Task to carry out — Copy the passage of the forum thread below that starts with the words containing "http://psych.stanford.edu/~michael/papers/Ramscaretal_age.pdf" and ends with "have an effect.", swapping "screening" for "testing".

All that aside, almost everybody I've encountered in science so far has access to __too much__ data and too little time. So maybe running fewer, better studies would let more of the collected information leave the file-drawer.
Posted by: Rubenarslan | 10 October 2014 at 01:29 AM
Hi Simine, this is a great post, and a really cool paper from you and Chris on the N-Pact Factor. But I'm really curious--how do you foresee (realistically or ideally) the N-Pact factor paper being used? I can think of several possibilities, but certainly there are more.
- Editors implement official sample size policy changes at the journals you coded, or other journals in psychology.
- Reviewers or editors cite the paper to justify rejecting a paper with a small sample, but otherwise sound theory and methods.
- Young eager graduate students (and faculty of course) feel a bit more empowered to question sample size-related decisions when attending talks or informally discussing research at conferences.
- Hiring committees use the paper, and subsequent NF data, to help determine the quality of a job candidate's publication record (e.g., lots of pubs at high NF journals, vs. lots of pubs at low NF journals). This would perhaps be the most drastic use.
I'd love to hear your thoughts!
Posted by: Aaron Weidman | 11 October 2014 at 02:23 AM
"*** sample sizes do not decrease all kinds of mistakes (i.e., systematic error is not reduced), but they reduce random error and they don't increase other kinds of error."
well. consider p. 28 in
Ramscar, Michael, et al. "The myth of cognitive decline: Non‐linear dynamics of lifelong learning." Topics in cognitive science 6.1 (2014): 5-42.
http://psych.stanford.edu/~michael/papers/Ramscaretal_age.pdf
where a higher sample size was associated with a clear trend in subjects' performance. i generally agree with you, but bare in mind that there *is* a difference between screening 20 subjects and 200, which shouldn't just be ignored as it can have an effect.
Posted by: Zerschmetterling | 23 March 2015 at 02:53 AM

Material supplied —

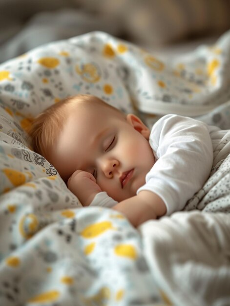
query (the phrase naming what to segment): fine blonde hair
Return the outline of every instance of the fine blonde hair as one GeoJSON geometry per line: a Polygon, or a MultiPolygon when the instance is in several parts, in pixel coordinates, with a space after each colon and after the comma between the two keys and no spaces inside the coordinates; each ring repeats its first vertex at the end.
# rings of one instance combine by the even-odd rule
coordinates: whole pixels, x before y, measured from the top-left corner
{"type": "Polygon", "coordinates": [[[107,104],[99,98],[89,94],[79,94],[67,97],[45,109],[38,115],[32,123],[28,133],[32,140],[33,150],[47,157],[48,148],[55,142],[57,135],[66,122],[68,110],[81,105],[96,103],[98,106],[108,107],[123,117],[124,115],[117,109],[107,104]]]}

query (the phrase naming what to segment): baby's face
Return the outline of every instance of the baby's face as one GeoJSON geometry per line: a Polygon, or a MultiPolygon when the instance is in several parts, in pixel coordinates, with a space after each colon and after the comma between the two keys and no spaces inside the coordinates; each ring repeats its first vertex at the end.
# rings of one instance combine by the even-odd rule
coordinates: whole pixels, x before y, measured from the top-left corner
{"type": "Polygon", "coordinates": [[[155,162],[148,129],[134,115],[124,118],[98,105],[69,113],[48,154],[62,177],[67,181],[79,169],[118,201],[136,195],[155,162]]]}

Solution —
http://psych.stanford.edu/~michael/papers/Ramscaretal_age.pdf
where a higher sample size was associated with a clear trend in subjects' performance. i generally agree with you, but bare in mind that there *is* a difference between testing 20 subjects and 200, which shouldn't just be ignored as it can have an effect.